==== SUPPLIED MATERIAL
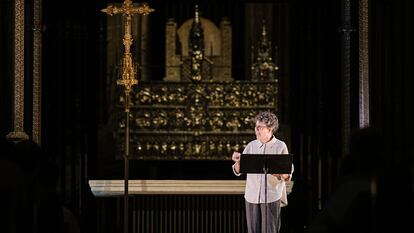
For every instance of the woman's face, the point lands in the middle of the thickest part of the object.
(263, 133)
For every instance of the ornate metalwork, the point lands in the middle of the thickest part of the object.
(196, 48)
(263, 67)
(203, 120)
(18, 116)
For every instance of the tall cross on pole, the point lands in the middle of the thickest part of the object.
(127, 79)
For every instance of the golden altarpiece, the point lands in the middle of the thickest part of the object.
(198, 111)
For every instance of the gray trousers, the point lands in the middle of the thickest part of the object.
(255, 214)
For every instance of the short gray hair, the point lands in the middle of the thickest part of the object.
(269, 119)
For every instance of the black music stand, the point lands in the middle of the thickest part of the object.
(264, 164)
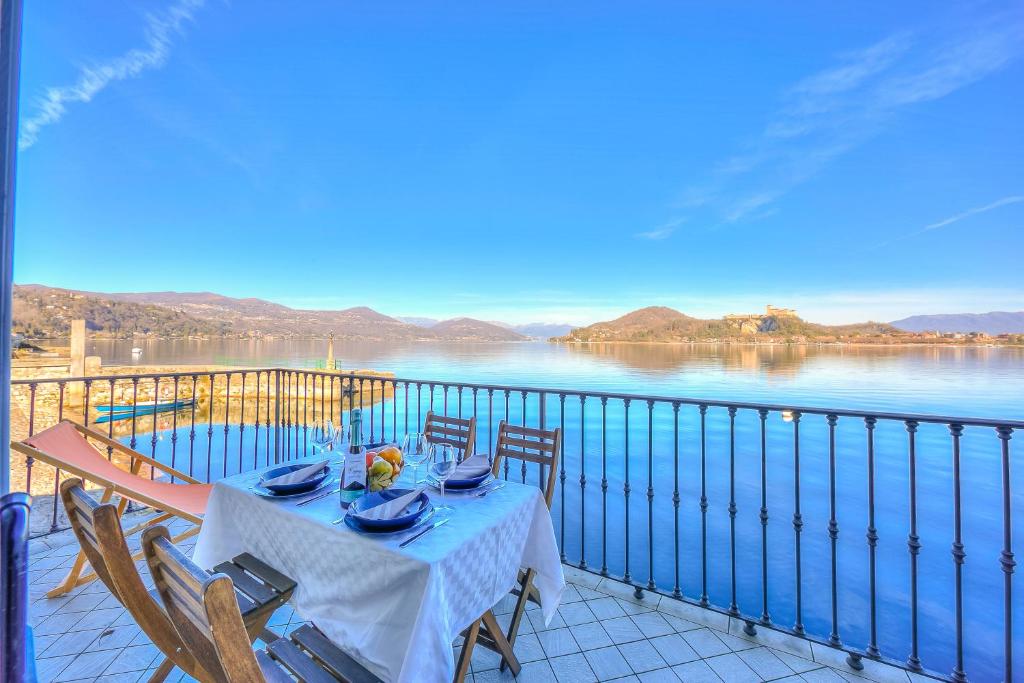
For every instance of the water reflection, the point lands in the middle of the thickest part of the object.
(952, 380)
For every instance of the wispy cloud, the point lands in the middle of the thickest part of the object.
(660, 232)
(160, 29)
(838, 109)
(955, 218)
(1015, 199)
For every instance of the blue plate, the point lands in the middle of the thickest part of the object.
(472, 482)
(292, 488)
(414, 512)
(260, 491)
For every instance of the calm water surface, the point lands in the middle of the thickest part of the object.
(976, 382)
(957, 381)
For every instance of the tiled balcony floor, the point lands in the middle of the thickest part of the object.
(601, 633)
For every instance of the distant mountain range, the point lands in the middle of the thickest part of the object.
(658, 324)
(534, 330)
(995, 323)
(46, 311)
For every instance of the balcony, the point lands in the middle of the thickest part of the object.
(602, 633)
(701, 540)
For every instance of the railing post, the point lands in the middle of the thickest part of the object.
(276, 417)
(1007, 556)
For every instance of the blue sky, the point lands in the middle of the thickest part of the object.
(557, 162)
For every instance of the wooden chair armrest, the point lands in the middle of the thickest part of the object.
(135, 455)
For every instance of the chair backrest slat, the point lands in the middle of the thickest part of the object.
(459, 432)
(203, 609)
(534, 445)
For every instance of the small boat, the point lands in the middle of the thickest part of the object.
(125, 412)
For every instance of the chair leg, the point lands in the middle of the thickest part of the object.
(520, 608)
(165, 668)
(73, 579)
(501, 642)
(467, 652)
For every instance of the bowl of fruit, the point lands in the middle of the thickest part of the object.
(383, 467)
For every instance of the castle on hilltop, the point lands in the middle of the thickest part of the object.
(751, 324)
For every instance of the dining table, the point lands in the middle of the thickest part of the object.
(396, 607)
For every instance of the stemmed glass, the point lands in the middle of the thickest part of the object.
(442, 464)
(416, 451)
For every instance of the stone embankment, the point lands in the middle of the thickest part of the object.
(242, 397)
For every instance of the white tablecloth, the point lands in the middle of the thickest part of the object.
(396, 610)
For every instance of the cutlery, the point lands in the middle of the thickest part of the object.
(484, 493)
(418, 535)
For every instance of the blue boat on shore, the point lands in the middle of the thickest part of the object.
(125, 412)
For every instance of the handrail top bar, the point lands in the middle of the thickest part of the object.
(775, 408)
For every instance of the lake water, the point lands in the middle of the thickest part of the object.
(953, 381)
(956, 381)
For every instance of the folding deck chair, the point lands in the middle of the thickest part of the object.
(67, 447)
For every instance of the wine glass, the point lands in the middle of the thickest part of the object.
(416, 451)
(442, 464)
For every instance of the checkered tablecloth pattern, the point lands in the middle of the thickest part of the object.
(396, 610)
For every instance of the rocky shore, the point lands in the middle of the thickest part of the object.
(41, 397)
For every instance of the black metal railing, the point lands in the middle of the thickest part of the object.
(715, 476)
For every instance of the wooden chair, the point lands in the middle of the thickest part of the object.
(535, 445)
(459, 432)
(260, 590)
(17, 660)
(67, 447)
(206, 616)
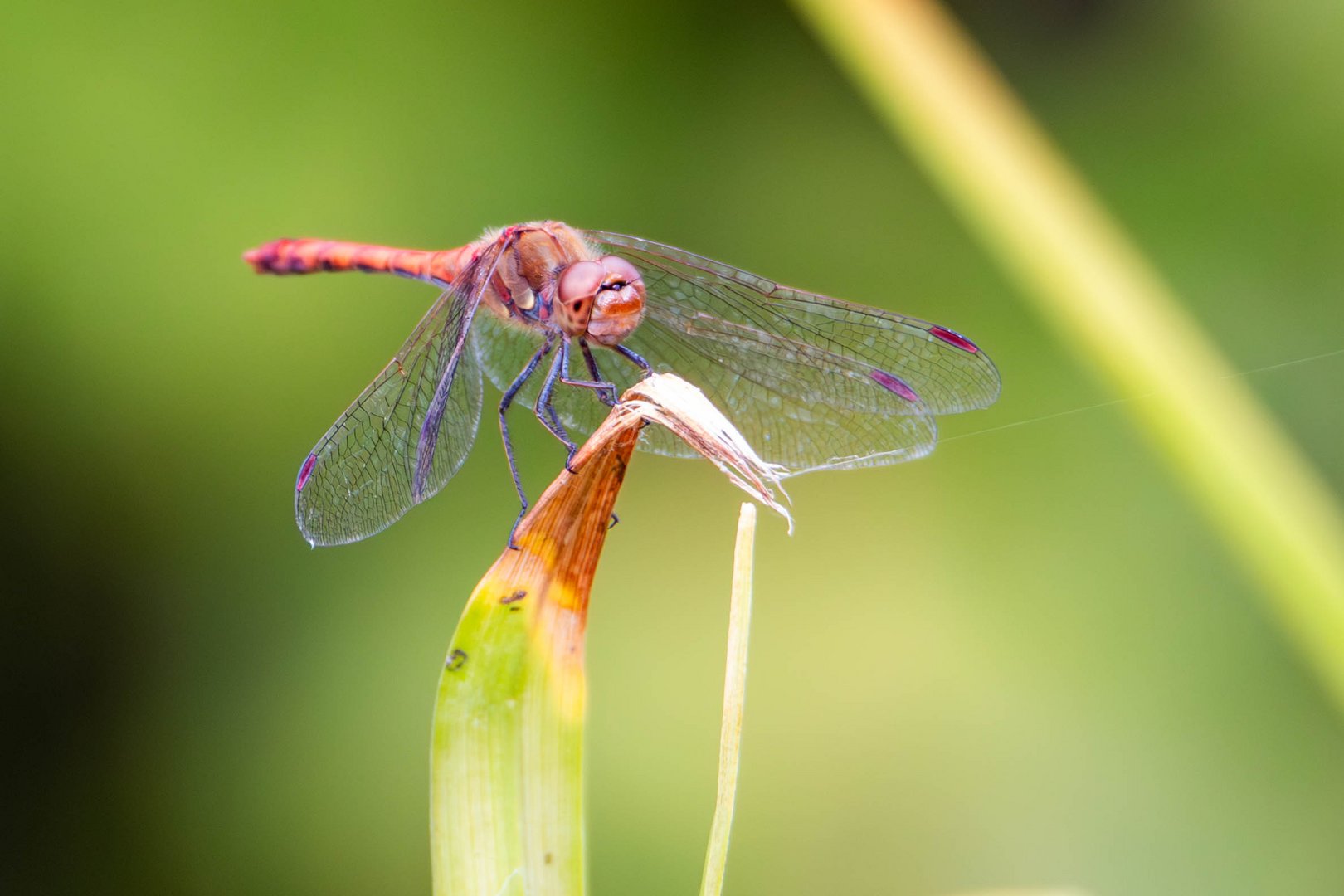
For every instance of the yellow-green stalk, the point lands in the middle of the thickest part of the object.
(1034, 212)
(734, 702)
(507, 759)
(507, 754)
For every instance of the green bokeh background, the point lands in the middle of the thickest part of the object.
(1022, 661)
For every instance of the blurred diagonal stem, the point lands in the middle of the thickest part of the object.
========
==== SUPPLIED MATERIAL
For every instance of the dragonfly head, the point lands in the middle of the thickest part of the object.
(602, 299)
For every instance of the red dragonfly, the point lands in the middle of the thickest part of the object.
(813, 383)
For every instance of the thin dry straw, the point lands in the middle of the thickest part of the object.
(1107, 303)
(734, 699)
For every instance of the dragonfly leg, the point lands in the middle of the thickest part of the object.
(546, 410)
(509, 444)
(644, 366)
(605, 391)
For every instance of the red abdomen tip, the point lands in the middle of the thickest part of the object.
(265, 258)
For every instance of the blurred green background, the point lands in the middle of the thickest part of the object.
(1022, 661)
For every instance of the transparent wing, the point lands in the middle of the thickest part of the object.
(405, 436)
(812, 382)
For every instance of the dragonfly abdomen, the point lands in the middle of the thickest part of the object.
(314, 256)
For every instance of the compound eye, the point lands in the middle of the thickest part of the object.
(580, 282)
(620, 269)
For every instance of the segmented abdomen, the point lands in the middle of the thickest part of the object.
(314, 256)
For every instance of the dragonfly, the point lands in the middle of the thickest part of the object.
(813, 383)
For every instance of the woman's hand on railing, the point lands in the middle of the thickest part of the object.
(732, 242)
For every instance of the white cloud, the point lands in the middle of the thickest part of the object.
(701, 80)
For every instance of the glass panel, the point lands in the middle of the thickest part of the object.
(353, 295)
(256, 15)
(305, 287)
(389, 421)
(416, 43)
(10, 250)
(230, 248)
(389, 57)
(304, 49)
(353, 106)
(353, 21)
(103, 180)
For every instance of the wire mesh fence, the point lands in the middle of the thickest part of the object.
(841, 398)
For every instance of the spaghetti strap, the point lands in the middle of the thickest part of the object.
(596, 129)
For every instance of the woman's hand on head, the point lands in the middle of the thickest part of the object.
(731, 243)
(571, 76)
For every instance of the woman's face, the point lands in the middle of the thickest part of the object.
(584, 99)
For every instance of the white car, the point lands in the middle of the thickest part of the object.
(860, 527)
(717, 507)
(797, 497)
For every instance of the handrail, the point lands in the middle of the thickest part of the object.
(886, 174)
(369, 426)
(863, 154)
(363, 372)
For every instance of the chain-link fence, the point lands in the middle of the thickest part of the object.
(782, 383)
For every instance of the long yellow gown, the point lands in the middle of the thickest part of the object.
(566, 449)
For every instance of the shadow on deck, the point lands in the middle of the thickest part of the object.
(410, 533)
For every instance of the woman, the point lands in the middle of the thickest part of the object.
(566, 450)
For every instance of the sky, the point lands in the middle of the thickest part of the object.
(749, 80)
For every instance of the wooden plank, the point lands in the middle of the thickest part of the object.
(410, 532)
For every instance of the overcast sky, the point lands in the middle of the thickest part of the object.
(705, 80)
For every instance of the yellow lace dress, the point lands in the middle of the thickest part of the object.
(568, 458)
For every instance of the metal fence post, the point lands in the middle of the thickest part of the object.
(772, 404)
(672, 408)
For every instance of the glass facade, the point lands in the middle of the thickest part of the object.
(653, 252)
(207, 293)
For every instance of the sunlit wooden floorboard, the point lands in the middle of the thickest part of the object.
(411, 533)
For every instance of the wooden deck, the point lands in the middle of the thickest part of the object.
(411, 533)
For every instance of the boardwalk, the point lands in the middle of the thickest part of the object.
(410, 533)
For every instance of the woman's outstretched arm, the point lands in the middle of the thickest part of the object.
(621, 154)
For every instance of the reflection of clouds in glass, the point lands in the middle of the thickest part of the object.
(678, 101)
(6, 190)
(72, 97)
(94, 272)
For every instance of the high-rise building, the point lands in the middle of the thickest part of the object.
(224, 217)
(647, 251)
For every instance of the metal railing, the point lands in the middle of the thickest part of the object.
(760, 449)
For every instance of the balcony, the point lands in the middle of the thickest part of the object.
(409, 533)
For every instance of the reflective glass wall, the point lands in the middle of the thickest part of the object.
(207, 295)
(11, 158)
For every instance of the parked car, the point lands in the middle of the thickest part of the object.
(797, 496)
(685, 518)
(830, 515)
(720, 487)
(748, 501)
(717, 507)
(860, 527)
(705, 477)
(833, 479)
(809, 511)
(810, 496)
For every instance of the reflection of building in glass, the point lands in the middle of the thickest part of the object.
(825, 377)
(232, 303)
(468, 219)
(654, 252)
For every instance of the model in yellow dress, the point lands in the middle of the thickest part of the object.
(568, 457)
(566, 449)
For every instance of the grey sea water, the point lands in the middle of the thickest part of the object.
========
==== SUPPLIED MATERIAL
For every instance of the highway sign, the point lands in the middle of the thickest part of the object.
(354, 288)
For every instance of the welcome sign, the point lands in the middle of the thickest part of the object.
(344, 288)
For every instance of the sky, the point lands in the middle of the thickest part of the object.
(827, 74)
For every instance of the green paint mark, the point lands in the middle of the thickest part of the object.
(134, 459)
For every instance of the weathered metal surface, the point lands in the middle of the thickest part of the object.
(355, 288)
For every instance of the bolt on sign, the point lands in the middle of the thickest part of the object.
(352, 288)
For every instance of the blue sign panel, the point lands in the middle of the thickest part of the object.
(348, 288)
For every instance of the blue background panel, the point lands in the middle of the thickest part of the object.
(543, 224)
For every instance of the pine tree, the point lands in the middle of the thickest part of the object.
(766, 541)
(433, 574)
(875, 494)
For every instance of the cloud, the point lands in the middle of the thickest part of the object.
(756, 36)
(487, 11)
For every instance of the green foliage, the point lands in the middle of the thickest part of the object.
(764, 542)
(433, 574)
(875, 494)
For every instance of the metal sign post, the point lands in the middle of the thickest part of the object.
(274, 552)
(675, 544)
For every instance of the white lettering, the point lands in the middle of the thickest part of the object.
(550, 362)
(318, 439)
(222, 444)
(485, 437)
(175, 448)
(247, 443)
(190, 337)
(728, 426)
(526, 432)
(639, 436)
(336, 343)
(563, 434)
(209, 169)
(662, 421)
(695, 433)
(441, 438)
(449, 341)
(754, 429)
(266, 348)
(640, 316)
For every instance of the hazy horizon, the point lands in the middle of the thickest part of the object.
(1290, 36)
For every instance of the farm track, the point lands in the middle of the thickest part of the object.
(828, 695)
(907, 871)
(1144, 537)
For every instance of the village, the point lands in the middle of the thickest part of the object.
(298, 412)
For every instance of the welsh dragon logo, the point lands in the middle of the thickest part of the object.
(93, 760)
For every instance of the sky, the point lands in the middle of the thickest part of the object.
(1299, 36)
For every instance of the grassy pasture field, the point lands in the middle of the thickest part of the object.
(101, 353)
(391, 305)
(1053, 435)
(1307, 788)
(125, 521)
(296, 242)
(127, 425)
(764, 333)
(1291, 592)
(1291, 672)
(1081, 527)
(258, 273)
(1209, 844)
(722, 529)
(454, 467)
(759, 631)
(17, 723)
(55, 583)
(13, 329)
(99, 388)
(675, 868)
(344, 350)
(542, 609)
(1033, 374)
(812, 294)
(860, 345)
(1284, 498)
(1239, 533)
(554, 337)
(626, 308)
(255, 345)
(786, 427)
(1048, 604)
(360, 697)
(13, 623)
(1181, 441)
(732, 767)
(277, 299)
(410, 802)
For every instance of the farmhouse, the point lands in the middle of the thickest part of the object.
========
■ **WHAT TO WORK ON**:
Select every line of the data above that contains the word "abdomen", treating uppercase and lowercase letters as different.

■ **RESULT OF THIS TASK**:
For every instance of the red abdomen tip, the point lands in the middle of the thickest part of the object.
For every instance of the dragonfly abdomen, the point lands in the middle of the thickest part of the object.
For every instance of the segmented abdomen, the point lands in the middle of the thickest part of the object.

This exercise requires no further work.